> Task details: Translate this sentence from the profile of Priit Vesilind below into Spanish: "He spent his childhood in Beaver, a small town in Western Pennsylvania."

> Reading passage:
Priit Juho Vesilind (born 4 January 1943) is an Estonian and American senior writer and photojournalist of National Geographic magazine and an author of nonfiction.

Early life and education
Vesilind was born in Tallinn. In 1944, when he was one and a half, his mother Aino took him and his brother Aarne and fled to Czechoslovakia. The family was fleeing the Soviet occupation of his homeland during World War II. Later, his father Paul Eduard Vesilind rejoined his wife and children and they spent the next five years after the war in displaced persons camps in Geislingen, West Germany. In 1949 the family emigrated to the United States of America. He spent his childhood in Beaver, a small town in Western Pennsylvania. He is a 1964 graduate of the liberal arts college of Colgate University, located in the town of Hamilton in Madison County, New York, earning a BA in English and then an MA in Communications Photography from Syracuse University.

Career
Prior to working for National Geographic, Vesilind served as a lieutenant in the United States Naval Reserve, stationed at the Naval Communications Station, Hawaii. He was a reporter and editor for the Atlanta Journal, the Syracuse Herald Tribune, and the Providence Journal. Vesilind's career at National Geographic spanned more than thirty years and he rose to the position of the magazine's Expedition's Editor and Senior Writer.

> Stored records:

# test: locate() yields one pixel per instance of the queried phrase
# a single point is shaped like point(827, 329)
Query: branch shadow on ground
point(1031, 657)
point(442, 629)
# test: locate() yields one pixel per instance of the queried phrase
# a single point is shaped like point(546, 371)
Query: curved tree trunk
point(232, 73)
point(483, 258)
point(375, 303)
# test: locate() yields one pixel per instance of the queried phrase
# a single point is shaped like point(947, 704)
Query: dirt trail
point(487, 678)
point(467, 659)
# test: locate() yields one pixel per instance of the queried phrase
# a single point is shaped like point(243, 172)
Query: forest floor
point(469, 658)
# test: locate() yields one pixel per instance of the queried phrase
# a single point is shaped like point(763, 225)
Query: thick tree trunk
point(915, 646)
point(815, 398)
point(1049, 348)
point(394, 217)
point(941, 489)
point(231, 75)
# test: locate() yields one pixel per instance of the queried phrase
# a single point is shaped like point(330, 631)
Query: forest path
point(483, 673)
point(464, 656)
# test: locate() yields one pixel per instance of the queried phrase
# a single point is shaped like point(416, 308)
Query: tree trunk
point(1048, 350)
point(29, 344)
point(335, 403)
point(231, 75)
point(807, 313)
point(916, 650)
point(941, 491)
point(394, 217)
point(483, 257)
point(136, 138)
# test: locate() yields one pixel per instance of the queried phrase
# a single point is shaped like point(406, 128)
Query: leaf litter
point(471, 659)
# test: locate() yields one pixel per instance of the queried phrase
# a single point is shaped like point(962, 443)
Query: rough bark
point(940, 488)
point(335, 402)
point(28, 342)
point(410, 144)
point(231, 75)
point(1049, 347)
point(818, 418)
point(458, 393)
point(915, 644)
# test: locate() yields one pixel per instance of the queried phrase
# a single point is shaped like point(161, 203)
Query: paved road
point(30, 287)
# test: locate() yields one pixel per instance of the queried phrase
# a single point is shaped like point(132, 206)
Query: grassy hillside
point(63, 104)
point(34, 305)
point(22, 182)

> Task solution: Pasó su infancia en Beaver, un pequeño pueblo del oeste de Pensilvania.